### TEXT
After our last post, “Improving Interface Failovers,” a few people wondered why some Cerner Millennium® servers — most often Ops Job (Millennium batch process), interface and MDI servers — would not start during the failover. Because this situation can have disastrous consequences, it’s an issue worth addressing.
Imagine the following scenario: It’s 3 a.m. on Memorial Day, and your primary application node crashes. The failover scripts run so that users can log into Millennium, but none of the Ops Jobs are running. That means the nursing staff is missing care plans for its shift change, new patients and their lab results are not visible in Millennium, and the Emergency Department director is calling the CIO, COO and CEO complaining that his staff has to go on diversion because they cannot get the patients into Millennium. A storm just ruined your holiday plans.
Had you been aware of a few simple steps that would make your servers fail over successfully, your day could have been clear sailing.
Why didn’t the Ops Job servers start? If the server on a specific Server Control Panel (SCP) Entry ID has not been started on this node before, the Security Master server has to be running to create the service with the correct permissions. If no Security Master server is running after the failover process completes, any of the servers or services that have not gotten to a running state on the failover node prior to the failover cannot be started.
A little analysis will explain why this scenario happens so frequently. Way back when, about 90 days before you first brought Millennium up, consultants from the vendor swooped in to set up failover. They ran through a couple of tests and showed you how, should the primary node go down, you could still log into Millennium. They flew back home, and you turned your attention back to what seemed like more critical work that had to be done before go-live.
######
### DATA EXCERPTS
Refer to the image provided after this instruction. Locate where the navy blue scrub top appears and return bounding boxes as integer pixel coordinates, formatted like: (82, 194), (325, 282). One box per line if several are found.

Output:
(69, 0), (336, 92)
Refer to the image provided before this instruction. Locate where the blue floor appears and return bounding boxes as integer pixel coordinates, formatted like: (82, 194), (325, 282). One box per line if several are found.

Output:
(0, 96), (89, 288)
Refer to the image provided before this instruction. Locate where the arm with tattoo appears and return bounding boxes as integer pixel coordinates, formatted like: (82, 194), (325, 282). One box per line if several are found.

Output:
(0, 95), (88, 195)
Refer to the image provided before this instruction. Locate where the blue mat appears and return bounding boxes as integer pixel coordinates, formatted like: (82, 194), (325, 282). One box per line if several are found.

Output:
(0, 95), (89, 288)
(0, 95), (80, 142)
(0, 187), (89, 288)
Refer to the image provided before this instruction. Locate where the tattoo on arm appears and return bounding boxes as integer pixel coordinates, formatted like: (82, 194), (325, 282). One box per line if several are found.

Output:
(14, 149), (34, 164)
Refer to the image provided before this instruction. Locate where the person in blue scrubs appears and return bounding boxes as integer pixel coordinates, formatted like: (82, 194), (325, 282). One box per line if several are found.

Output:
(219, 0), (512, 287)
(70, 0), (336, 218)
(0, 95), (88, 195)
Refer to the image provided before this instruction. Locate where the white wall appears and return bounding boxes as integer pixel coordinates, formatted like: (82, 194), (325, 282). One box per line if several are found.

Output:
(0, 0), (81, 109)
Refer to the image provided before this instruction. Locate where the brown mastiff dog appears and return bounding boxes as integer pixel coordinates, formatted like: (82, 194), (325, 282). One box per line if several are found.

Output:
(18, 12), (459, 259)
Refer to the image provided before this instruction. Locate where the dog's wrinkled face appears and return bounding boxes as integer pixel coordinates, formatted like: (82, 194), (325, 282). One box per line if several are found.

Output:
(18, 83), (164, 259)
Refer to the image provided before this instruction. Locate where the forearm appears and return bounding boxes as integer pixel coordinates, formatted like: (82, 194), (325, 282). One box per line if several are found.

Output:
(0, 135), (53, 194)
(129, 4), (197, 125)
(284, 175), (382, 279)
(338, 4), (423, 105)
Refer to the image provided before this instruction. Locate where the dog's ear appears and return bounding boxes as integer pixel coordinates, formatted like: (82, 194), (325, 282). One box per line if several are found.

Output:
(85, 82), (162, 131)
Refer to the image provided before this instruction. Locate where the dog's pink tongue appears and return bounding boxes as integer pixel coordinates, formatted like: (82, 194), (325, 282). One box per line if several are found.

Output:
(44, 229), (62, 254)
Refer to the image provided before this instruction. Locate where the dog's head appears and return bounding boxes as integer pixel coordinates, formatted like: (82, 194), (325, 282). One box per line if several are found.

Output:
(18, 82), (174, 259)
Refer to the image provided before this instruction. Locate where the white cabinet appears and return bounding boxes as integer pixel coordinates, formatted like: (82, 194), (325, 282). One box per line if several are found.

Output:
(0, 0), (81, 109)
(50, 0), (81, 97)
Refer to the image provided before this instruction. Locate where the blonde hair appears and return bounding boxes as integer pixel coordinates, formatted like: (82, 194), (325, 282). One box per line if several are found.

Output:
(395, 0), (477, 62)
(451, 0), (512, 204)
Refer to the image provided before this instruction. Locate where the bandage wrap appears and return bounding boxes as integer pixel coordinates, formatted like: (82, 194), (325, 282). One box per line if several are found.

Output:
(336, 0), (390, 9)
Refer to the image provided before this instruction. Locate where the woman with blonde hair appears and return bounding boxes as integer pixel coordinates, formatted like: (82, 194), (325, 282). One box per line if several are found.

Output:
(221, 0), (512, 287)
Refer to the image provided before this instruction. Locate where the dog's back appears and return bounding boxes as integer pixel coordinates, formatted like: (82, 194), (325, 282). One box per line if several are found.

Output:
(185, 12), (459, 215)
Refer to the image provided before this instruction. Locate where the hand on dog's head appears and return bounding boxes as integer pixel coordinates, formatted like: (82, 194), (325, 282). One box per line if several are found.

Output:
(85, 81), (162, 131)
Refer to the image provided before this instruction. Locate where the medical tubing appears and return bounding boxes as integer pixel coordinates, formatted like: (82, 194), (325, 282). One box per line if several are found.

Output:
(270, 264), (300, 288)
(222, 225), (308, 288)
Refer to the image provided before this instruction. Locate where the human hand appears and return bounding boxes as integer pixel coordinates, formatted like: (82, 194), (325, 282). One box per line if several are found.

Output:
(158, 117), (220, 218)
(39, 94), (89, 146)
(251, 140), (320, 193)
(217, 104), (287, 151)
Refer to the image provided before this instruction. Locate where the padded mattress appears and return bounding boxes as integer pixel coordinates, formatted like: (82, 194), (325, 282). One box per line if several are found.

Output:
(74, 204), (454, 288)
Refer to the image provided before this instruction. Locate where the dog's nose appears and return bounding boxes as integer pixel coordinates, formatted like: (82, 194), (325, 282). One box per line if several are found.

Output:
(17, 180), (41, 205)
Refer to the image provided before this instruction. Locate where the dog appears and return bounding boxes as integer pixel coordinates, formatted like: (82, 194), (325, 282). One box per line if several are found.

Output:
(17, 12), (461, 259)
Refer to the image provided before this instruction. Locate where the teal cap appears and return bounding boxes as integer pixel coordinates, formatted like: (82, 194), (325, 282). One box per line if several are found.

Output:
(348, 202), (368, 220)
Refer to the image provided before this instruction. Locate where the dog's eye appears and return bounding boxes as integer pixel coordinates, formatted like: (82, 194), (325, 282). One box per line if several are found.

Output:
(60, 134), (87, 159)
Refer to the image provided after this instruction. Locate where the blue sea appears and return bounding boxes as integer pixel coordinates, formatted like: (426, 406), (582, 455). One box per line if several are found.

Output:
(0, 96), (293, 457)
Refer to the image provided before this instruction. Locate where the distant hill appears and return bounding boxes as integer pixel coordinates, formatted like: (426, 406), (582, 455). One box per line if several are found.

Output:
######
REQUIRED ACTIONS:
1. Decide whether each statement below agrees with the passage on Millennium server failover, answering yes or no and quoting the words of the passage that decide it.
(a) A Security Master server must be running to create the service for a server that has not been started on the node before.
(b) The vendor's consultants set up failover about 90 days after Millennium went live.
(c) In the Memorial Day scenario, users cannot log into Millennium after the failover.
2. Write the paragraph that comes next in the passage on Millennium server failover.

ANSWERS BY TASK:
1.
(a) Yes: "the Security Master server has to be running to create the service with the correct permissions."
(b) No: "about 90 days before you first brought Millennium up, consultants from the vendor swooped in to set up failover."
(c) No: "The failover scripts run so that users can log into Millennium, but none of the Ops Jobs are running."

2.
Now, many years later, you have added and deleted Ops Jobs, your old registration system has been upgraded, the inbound feed changed names to allow testing into Millennium production and to minimize the cutover time, you added about a dozen MDI servers, you moved on to a different Millennium client, or you were promoted, and your project staff is scattered around various clinical areas. Go-live and pre-go-live are remembered for the number of service packs you had to install and test and the huge amount of training you had to do. Who recalls the little detail about the need for the Security Master to be running to allow a new Millennium server to start on a node?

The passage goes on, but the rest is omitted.